Written exercise:
In the stretch from the line containing "of the eyelash" through the end of the data, replace each "dot" with "marker" and return only those lines, otherwise unchanged.

[Recorded data]

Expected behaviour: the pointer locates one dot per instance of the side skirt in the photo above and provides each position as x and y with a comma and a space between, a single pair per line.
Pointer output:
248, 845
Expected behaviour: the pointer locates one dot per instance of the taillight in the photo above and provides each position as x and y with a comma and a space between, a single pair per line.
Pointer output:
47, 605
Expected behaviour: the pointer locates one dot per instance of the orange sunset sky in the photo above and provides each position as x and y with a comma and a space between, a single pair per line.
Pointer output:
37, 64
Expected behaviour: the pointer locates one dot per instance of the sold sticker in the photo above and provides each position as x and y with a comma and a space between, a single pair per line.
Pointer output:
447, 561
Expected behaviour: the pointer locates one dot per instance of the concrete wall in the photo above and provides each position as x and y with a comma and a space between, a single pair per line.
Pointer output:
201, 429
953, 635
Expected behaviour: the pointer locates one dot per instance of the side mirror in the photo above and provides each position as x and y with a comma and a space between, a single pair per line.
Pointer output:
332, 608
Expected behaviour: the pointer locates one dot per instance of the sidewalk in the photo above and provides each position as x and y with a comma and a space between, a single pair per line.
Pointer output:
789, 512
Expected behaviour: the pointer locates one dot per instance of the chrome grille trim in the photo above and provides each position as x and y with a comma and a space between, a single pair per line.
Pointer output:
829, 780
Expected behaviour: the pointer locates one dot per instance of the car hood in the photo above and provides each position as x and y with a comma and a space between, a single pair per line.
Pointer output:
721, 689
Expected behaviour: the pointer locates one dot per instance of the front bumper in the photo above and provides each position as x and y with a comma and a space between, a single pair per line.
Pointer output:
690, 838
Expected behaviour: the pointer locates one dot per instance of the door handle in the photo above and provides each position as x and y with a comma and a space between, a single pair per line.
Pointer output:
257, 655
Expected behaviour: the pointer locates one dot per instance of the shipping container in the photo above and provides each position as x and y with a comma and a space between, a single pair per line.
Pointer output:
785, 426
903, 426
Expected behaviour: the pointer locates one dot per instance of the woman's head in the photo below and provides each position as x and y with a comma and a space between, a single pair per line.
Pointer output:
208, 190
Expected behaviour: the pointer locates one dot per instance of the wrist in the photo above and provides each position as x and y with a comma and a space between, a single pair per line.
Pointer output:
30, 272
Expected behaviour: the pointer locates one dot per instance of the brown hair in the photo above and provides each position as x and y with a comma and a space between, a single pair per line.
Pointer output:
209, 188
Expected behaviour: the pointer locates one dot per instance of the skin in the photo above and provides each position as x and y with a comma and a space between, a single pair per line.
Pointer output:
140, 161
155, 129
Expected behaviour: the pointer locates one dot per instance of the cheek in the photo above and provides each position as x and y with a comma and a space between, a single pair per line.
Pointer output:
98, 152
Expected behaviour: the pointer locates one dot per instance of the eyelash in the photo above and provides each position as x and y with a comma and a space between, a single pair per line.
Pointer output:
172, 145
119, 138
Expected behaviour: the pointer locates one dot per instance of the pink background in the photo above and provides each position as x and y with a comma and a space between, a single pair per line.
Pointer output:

Solution below:
Expected behaviour: the pointer locates one marker per instance of the eyelash in the photo above and provides each position as x and y with a comma and a space between, a single pair per line.
Pointer output:
172, 145
119, 138
Expected behaviour: the pointer locates one marker per instance of the pink background in the photo above and provides each position as x and y with a comma and a space between, a single pair per line.
Pointer output:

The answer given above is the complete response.